## Given exercise
Pull out every line in the rows below that contains the string "wooden", and treat uppercase and lowercase as different.

## Provided data
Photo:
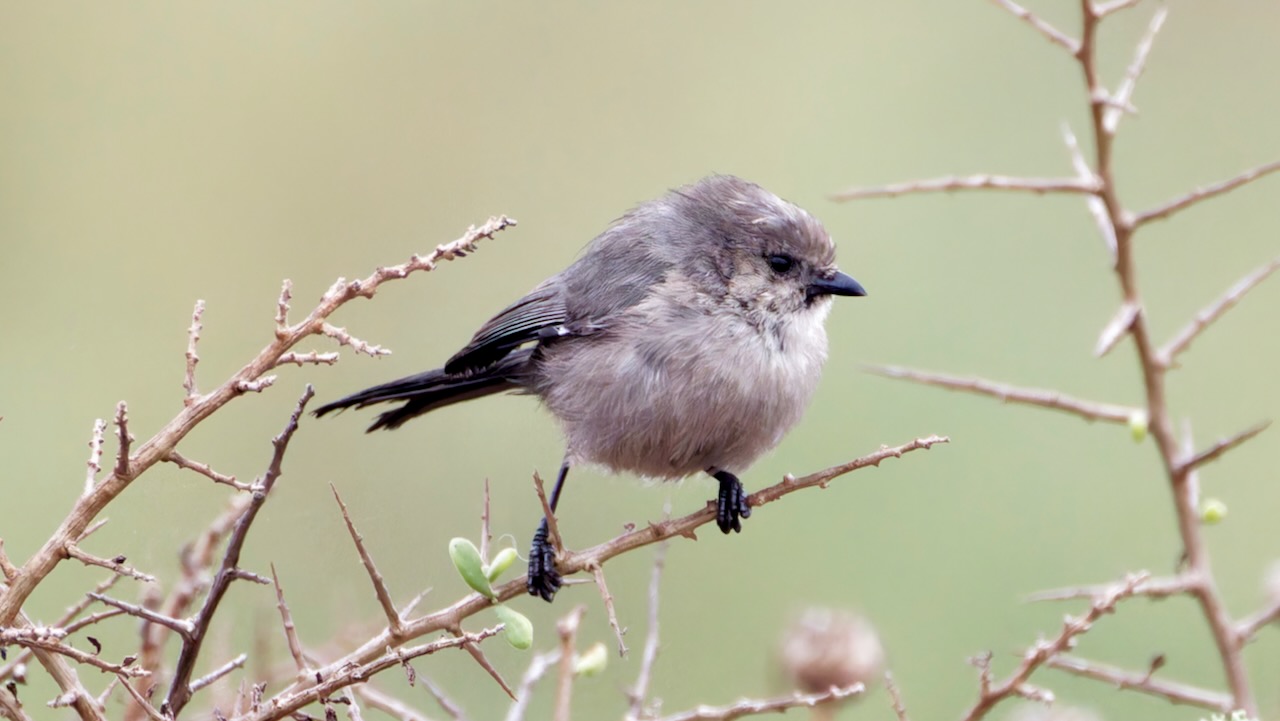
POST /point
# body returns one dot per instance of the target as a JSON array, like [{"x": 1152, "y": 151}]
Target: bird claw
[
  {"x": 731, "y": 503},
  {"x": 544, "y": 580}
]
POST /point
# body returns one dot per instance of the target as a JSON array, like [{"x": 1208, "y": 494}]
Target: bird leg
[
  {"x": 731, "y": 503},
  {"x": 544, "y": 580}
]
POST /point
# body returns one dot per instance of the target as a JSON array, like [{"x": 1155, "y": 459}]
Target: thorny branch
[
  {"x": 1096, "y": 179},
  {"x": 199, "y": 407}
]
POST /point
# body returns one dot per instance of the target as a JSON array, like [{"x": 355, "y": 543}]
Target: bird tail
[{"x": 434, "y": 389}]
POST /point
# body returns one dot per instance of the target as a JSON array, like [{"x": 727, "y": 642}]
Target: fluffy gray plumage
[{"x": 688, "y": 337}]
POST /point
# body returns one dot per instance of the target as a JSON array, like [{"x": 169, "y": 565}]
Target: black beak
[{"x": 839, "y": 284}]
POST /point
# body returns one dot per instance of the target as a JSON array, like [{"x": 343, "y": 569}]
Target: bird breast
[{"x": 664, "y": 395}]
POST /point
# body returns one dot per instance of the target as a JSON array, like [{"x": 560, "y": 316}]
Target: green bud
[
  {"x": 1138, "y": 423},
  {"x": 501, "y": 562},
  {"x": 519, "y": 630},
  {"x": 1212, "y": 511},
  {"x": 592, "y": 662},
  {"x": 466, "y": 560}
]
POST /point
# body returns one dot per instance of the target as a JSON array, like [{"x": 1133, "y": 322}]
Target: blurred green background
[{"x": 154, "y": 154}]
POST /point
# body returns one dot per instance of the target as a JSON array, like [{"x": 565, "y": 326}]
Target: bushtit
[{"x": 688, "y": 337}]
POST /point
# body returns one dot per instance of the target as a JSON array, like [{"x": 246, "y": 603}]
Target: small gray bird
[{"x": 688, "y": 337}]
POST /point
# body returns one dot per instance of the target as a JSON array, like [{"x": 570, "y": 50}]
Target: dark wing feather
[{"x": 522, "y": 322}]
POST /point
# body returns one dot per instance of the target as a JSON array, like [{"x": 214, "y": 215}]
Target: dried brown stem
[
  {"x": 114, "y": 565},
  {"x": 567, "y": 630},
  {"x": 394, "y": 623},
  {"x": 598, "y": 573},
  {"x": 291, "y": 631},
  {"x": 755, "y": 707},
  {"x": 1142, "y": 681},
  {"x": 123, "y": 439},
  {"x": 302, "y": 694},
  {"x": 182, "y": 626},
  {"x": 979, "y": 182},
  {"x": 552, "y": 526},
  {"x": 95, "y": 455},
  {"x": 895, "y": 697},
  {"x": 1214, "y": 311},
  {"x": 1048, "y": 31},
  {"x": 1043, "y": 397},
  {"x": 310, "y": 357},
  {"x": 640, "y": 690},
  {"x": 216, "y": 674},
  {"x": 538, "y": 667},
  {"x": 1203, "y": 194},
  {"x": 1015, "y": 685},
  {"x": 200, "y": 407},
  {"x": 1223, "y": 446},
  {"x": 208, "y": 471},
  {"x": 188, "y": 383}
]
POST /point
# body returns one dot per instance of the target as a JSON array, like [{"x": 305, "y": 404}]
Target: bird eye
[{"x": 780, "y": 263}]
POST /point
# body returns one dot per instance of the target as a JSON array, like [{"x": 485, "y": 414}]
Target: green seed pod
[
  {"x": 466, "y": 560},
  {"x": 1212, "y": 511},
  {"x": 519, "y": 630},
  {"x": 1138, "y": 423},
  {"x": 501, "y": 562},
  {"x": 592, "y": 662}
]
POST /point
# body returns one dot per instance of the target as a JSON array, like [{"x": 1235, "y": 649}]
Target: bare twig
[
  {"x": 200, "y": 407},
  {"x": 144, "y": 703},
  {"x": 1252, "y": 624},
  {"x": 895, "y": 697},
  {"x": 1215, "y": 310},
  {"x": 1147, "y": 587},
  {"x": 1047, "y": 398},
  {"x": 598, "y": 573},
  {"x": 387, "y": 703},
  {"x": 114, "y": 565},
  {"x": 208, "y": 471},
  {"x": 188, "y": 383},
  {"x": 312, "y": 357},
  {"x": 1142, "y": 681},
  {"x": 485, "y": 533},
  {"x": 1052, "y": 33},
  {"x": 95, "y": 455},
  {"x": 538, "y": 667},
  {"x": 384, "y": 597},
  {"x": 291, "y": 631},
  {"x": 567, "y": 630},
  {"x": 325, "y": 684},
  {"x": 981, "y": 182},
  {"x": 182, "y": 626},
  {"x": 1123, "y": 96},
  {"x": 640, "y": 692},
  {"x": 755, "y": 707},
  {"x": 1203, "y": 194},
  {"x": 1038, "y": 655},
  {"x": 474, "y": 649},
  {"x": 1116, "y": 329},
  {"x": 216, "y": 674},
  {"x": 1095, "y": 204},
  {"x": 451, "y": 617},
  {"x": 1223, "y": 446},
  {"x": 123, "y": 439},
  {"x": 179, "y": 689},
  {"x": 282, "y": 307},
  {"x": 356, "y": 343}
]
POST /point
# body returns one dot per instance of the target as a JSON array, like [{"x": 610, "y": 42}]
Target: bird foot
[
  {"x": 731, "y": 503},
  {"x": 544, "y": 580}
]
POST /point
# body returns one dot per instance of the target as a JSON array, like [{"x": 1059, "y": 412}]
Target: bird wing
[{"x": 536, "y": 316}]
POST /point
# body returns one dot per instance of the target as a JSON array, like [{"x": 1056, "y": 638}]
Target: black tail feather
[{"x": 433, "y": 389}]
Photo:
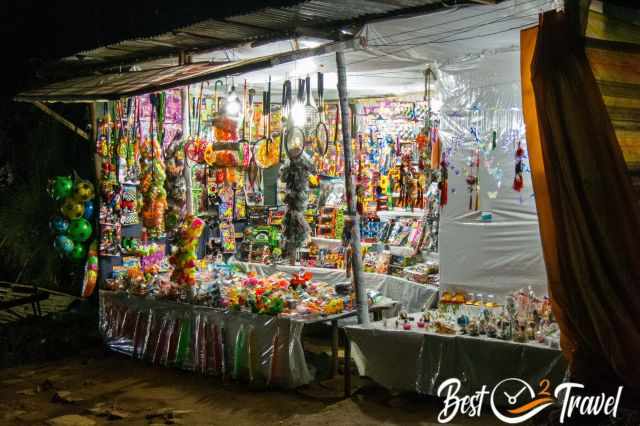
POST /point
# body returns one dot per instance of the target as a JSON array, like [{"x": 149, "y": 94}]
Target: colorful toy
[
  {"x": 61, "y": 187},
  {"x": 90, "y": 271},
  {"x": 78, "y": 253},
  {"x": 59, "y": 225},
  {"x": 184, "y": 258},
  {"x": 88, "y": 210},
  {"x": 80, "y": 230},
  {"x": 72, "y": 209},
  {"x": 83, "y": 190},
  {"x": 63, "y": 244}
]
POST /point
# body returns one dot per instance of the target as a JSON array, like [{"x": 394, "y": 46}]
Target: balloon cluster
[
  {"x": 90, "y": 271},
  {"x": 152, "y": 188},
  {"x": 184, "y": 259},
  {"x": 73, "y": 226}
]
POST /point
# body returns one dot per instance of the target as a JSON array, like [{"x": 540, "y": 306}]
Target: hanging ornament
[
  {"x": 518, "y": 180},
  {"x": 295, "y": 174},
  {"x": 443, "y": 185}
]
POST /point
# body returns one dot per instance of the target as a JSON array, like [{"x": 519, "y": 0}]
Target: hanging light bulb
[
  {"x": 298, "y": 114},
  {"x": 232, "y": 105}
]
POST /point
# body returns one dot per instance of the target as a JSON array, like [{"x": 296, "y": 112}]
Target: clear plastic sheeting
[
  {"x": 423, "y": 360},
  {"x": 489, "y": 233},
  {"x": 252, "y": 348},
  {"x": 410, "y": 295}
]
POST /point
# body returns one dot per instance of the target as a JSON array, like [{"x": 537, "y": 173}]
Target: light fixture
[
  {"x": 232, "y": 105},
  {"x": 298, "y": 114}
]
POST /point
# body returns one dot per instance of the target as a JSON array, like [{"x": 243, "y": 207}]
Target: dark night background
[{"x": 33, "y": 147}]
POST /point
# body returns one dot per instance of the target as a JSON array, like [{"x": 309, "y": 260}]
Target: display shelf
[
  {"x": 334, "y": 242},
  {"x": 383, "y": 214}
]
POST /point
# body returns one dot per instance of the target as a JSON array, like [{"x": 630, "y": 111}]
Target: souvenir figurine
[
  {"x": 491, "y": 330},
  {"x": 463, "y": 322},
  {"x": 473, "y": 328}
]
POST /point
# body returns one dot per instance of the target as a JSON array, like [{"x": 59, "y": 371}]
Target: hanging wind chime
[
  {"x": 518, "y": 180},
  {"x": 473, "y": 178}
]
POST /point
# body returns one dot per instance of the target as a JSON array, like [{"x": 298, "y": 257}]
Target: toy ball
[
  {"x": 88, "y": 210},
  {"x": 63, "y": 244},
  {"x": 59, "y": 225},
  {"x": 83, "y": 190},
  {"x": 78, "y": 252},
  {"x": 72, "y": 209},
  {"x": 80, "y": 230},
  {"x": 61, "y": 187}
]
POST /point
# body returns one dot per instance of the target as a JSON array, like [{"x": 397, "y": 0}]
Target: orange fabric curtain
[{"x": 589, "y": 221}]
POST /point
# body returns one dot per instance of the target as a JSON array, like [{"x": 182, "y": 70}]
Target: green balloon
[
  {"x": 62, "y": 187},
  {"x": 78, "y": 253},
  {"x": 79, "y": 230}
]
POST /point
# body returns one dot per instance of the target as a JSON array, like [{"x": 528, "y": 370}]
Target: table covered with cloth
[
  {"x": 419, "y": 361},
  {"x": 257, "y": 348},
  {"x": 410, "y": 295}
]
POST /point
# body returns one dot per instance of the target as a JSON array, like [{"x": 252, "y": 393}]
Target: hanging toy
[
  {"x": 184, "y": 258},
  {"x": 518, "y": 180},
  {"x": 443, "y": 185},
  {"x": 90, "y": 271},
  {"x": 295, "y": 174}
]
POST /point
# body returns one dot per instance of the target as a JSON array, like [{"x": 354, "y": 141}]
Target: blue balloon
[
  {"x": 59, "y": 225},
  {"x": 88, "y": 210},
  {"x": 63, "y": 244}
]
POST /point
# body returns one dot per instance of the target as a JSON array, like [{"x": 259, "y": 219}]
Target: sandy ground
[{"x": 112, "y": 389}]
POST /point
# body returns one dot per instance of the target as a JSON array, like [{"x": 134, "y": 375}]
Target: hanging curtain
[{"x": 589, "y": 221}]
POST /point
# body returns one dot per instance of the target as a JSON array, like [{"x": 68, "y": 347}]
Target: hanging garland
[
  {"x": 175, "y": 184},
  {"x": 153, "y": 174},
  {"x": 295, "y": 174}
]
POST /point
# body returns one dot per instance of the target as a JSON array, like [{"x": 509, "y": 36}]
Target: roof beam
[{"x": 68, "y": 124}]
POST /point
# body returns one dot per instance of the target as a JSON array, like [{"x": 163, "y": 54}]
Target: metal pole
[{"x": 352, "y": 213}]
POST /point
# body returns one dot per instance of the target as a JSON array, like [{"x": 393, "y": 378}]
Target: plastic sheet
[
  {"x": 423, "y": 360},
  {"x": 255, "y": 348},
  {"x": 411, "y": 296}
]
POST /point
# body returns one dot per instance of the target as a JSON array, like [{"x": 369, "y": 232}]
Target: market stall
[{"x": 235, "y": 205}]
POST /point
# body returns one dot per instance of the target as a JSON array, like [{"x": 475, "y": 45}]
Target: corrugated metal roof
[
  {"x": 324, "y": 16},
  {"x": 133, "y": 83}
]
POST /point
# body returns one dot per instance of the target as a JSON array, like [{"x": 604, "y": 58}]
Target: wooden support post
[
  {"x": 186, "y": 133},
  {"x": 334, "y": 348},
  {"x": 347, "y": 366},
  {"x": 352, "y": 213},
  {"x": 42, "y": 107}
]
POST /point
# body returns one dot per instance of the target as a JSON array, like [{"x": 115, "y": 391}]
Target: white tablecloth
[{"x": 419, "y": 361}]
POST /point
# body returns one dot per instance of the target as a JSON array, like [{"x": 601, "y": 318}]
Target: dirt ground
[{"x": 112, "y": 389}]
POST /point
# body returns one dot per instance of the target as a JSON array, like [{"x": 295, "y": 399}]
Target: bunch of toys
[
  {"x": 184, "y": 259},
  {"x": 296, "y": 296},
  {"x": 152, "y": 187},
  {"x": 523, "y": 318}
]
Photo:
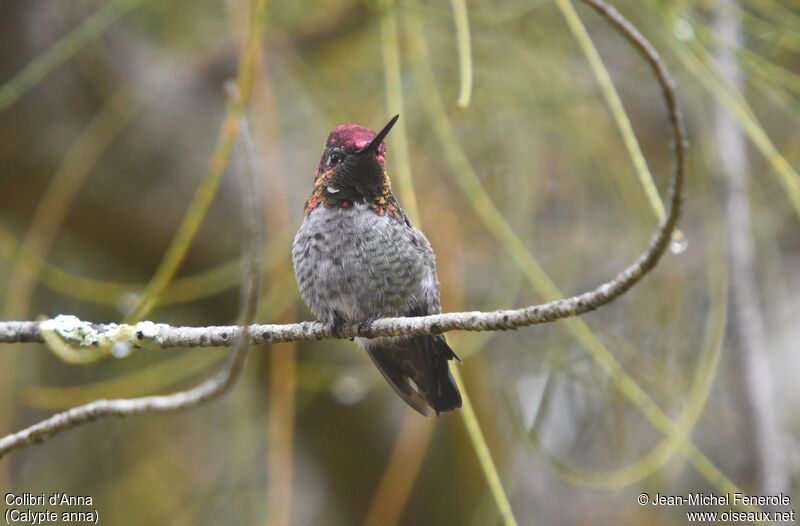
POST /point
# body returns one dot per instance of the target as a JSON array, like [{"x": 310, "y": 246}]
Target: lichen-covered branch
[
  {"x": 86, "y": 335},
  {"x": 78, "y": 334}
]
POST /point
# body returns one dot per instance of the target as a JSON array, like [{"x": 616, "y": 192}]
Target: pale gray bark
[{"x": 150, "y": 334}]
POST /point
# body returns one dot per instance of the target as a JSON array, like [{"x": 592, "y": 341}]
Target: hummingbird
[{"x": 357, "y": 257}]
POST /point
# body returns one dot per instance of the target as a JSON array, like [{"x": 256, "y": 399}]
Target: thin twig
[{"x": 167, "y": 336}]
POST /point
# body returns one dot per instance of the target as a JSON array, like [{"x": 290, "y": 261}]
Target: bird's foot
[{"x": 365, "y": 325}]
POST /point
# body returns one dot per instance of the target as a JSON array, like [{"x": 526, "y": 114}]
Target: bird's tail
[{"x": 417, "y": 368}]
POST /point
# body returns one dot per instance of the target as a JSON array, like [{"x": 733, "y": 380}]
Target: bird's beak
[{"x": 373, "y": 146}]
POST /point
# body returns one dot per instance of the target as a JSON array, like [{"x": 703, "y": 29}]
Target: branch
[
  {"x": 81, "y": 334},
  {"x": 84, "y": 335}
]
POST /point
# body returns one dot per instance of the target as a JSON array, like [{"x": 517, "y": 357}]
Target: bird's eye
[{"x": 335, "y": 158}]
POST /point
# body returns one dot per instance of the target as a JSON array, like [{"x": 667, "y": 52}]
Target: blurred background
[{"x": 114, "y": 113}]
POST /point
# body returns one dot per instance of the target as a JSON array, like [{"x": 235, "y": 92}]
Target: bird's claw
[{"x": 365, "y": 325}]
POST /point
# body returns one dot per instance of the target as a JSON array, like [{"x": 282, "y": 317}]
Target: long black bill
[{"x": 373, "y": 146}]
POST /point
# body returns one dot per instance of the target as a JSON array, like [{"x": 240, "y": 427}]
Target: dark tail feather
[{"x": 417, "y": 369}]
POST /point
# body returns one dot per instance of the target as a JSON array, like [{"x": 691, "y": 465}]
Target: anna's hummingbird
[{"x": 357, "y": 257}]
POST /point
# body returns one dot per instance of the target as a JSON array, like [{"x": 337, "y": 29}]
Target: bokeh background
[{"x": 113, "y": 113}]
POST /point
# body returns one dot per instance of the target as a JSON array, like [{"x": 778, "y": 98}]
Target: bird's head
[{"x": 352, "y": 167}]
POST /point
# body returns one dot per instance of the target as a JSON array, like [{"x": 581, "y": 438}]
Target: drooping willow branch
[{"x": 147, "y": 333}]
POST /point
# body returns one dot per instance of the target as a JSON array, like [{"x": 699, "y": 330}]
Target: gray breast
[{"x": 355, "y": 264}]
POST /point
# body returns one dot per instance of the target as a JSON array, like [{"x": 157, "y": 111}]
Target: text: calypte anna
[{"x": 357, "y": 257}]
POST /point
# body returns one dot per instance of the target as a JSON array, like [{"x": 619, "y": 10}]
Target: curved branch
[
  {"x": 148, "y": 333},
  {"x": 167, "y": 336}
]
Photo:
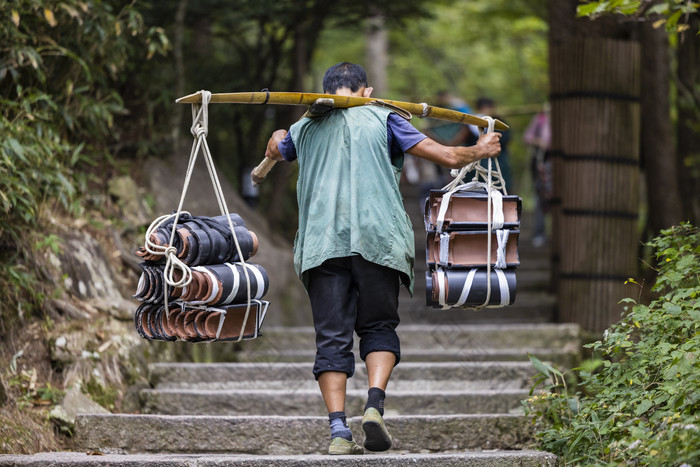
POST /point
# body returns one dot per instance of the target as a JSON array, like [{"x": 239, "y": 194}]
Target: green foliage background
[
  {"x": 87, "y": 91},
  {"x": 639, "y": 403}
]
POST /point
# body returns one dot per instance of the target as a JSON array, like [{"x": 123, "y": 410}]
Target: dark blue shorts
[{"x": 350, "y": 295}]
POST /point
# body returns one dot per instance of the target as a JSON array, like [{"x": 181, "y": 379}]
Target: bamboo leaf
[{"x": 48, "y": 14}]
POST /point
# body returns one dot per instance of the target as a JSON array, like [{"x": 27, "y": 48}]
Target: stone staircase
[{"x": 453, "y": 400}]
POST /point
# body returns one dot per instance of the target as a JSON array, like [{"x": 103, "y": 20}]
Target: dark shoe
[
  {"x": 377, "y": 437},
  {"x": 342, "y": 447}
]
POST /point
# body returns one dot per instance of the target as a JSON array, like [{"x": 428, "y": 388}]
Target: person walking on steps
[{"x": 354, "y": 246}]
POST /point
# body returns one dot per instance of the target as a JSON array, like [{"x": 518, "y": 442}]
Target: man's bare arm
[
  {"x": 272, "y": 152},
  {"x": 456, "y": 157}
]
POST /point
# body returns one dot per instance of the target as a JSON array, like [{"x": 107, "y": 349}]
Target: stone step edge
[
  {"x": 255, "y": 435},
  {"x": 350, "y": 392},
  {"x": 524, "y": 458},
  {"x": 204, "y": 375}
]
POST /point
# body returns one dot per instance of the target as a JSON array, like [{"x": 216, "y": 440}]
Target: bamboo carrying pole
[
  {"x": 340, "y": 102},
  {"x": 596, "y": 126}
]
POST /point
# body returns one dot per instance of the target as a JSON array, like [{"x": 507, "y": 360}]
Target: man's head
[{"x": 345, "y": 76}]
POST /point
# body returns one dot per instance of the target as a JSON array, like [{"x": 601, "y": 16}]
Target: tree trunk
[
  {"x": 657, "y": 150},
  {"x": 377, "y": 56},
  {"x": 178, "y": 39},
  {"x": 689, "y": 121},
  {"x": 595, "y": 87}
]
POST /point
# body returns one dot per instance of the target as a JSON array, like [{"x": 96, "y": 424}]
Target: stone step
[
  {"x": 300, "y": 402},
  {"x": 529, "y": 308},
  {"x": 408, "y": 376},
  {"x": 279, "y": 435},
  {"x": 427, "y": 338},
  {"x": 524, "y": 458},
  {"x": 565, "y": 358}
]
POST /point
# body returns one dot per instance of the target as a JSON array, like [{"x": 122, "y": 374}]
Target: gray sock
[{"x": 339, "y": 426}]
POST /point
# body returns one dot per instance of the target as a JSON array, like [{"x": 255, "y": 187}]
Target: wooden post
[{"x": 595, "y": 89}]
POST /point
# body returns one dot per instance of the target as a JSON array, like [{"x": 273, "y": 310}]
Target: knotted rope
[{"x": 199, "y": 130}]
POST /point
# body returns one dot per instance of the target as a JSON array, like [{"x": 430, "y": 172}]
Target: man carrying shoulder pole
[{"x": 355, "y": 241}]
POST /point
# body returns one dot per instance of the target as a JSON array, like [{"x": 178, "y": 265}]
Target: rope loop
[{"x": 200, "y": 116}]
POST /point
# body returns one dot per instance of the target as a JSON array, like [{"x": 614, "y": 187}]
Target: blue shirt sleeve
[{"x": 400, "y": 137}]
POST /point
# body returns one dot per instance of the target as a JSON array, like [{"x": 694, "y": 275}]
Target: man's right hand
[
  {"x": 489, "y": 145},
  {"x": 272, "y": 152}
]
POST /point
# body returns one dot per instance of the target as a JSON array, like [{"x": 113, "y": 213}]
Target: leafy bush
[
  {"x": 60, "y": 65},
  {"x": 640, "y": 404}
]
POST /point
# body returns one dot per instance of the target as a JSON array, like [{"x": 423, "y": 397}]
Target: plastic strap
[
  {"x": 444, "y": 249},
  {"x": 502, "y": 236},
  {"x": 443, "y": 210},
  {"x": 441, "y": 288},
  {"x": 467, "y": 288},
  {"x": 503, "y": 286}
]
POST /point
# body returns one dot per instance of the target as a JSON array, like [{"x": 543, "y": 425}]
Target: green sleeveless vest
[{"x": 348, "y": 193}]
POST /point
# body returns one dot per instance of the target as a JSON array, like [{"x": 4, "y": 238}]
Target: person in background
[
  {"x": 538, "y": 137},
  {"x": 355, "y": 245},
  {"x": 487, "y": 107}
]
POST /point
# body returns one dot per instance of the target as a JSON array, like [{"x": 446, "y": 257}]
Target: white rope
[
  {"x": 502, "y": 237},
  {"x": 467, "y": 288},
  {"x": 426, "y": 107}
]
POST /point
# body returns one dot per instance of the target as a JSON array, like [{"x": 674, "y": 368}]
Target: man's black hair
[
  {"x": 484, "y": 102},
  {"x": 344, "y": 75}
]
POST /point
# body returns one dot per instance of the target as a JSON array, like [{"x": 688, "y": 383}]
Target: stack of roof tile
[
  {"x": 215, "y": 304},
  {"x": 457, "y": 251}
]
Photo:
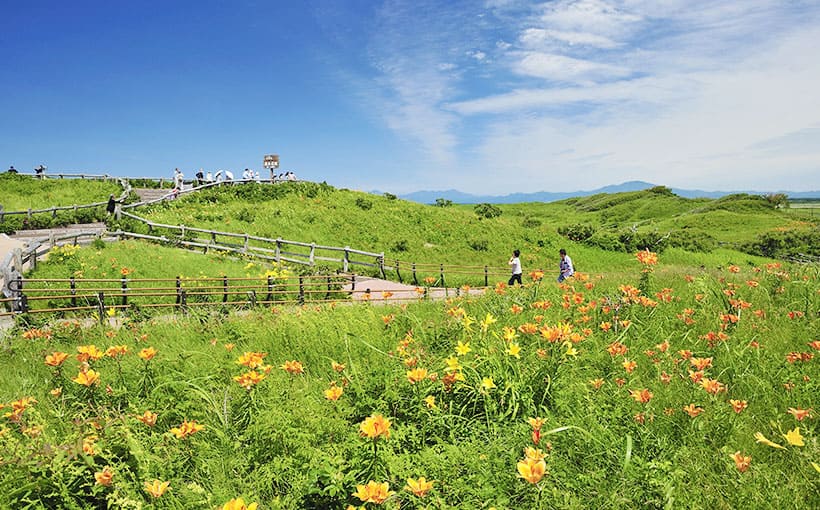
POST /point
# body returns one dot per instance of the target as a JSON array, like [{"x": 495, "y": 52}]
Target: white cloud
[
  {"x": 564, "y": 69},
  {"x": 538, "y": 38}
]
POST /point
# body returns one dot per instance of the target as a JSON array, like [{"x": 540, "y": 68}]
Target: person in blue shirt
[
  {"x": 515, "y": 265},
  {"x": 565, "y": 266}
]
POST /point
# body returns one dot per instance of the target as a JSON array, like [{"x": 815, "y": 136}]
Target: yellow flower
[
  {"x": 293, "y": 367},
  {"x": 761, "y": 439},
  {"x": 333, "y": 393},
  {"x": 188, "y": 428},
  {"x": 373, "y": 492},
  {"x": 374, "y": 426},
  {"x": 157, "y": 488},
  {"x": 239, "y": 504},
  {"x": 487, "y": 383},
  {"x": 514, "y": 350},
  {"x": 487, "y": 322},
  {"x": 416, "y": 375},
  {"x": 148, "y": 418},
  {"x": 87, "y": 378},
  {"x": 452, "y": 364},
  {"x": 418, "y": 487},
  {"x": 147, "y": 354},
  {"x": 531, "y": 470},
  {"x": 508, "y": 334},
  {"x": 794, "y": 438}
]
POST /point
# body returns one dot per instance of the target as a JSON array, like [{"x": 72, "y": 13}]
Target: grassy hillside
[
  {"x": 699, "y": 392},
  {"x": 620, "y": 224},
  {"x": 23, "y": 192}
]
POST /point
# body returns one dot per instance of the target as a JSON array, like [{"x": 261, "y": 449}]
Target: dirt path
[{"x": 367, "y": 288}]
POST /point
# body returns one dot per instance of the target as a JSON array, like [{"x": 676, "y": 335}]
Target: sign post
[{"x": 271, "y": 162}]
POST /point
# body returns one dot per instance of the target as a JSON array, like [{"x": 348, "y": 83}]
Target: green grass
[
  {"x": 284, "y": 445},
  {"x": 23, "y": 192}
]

## The reply
Target: wooden support post
Target: wooden post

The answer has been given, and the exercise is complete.